Restate each entry word for word, leaving nothing out.

──────── Data for processing

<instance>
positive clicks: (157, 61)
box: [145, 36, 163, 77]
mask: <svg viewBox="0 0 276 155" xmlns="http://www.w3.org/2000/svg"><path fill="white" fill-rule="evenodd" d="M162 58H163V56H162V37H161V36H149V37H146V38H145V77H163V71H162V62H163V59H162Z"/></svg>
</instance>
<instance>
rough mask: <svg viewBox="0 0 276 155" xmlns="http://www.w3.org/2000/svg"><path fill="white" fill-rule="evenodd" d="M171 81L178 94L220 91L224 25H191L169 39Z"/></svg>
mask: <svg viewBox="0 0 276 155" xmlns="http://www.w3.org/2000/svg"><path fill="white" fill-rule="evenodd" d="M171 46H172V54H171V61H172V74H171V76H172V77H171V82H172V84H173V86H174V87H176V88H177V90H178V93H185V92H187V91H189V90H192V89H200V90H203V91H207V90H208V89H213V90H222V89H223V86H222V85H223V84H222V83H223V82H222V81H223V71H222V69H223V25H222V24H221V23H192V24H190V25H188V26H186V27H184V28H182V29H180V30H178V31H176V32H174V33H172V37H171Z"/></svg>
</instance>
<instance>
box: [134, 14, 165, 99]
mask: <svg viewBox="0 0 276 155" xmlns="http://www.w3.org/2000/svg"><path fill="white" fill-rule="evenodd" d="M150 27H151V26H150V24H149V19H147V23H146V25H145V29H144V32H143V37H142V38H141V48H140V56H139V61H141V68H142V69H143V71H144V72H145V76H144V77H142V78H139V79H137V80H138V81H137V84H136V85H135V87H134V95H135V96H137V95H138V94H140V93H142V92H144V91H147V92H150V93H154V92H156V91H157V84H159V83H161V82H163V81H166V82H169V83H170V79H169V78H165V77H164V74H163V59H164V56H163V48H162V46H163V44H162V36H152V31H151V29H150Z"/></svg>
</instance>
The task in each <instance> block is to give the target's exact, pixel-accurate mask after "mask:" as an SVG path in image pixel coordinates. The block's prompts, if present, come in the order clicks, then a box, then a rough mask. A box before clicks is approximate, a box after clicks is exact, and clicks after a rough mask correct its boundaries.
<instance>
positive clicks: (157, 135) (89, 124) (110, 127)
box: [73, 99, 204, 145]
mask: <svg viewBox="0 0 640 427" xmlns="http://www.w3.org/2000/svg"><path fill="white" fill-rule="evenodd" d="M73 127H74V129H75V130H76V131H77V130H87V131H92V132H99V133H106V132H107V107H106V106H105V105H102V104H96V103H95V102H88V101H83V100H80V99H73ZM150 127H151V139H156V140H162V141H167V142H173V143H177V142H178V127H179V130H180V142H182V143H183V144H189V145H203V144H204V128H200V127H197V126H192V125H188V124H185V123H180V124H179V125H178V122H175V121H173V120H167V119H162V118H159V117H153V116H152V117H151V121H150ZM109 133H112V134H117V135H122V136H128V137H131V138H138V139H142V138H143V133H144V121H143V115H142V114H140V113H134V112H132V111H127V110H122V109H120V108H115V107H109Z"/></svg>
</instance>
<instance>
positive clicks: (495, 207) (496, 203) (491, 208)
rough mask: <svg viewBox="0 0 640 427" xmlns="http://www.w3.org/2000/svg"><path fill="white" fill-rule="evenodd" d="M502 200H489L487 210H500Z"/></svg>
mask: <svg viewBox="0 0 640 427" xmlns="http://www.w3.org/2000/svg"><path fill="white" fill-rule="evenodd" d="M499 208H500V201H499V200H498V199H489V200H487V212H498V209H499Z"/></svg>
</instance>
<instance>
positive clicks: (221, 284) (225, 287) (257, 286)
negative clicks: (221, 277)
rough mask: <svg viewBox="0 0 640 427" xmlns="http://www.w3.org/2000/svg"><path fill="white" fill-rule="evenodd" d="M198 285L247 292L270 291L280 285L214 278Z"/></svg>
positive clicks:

────────────────

Result for this exercise >>
<instance>
positive clicks: (157, 61)
box: [145, 36, 163, 77]
mask: <svg viewBox="0 0 276 155" xmlns="http://www.w3.org/2000/svg"><path fill="white" fill-rule="evenodd" d="M162 58H163V56H162V37H161V36H149V37H146V38H145V77H163V71H162V62H163V59H162Z"/></svg>
</instance>
<instance>
rough mask: <svg viewBox="0 0 276 155" xmlns="http://www.w3.org/2000/svg"><path fill="white" fill-rule="evenodd" d="M171 81L178 94L220 91L224 25H191L169 39Z"/></svg>
mask: <svg viewBox="0 0 276 155" xmlns="http://www.w3.org/2000/svg"><path fill="white" fill-rule="evenodd" d="M171 46H172V54H171V61H172V74H171V76H172V77H171V82H172V84H173V86H174V87H176V88H177V90H178V93H185V92H187V91H189V90H192V89H200V90H203V91H207V90H208V89H213V90H222V89H223V86H222V85H223V84H222V83H223V82H222V81H223V71H222V69H223V25H222V24H221V23H192V24H190V25H188V26H186V27H184V28H182V29H180V30H178V31H176V32H174V33H172V37H171Z"/></svg>
</instance>
<instance>
box: [134, 14, 165, 99]
mask: <svg viewBox="0 0 276 155" xmlns="http://www.w3.org/2000/svg"><path fill="white" fill-rule="evenodd" d="M150 27H151V26H150V24H149V19H147V23H146V25H145V29H144V32H143V37H142V38H141V48H140V56H139V61H141V68H142V69H143V71H144V72H145V76H144V77H142V78H139V79H137V80H138V81H137V84H136V85H135V87H134V95H135V96H137V95H138V94H140V93H142V92H144V91H147V92H150V93H154V92H156V91H157V84H159V83H161V82H163V81H166V82H169V83H170V79H169V78H165V77H164V74H163V59H164V56H163V48H162V46H163V44H162V36H152V31H151V29H150Z"/></svg>
</instance>
The task in each <instance> block is to give the target's exact, pixel-accurate mask after "mask:" as an SVG path in image pixel coordinates. The block's prompts, if present, come in the order clicks, then a box, then a rough mask. A box before clicks is approximate, a box after clicks is exact, and clicks after a rough mask correct its boundaries.
<instance>
positive clicks: (157, 135) (89, 124) (110, 127)
box: [73, 99, 204, 145]
mask: <svg viewBox="0 0 640 427" xmlns="http://www.w3.org/2000/svg"><path fill="white" fill-rule="evenodd" d="M73 127H74V129H75V130H76V131H77V130H87V131H92V132H99V133H106V132H107V107H106V106H105V105H102V104H96V103H95V102H88V101H83V100H80V99H73ZM150 127H151V139H156V140H162V141H167V142H173V143H177V142H178V127H179V130H180V142H182V143H183V144H189V145H203V144H204V128H200V127H197V126H192V125H188V124H185V123H180V124H179V125H178V122H175V121H173V120H167V119H162V118H159V117H153V116H152V117H151V121H150ZM109 133H112V134H117V135H122V136H128V137H131V138H138V139H142V138H143V133H144V121H143V115H142V114H140V113H134V112H132V111H127V110H122V109H120V108H115V107H109Z"/></svg>
</instance>
<instance>
positive clicks: (495, 207) (496, 203) (491, 208)
rough mask: <svg viewBox="0 0 640 427" xmlns="http://www.w3.org/2000/svg"><path fill="white" fill-rule="evenodd" d="M502 200H489L487 210H500Z"/></svg>
mask: <svg viewBox="0 0 640 427" xmlns="http://www.w3.org/2000/svg"><path fill="white" fill-rule="evenodd" d="M499 208H500V201H499V200H498V199H489V200H487V212H498V209H499Z"/></svg>
</instance>
<instance>
positive clicks: (221, 284) (225, 287) (257, 286)
negative clicks: (221, 277)
rough mask: <svg viewBox="0 0 640 427" xmlns="http://www.w3.org/2000/svg"><path fill="white" fill-rule="evenodd" d="M198 285L247 292L270 291L280 285L214 278Z"/></svg>
positive clicks:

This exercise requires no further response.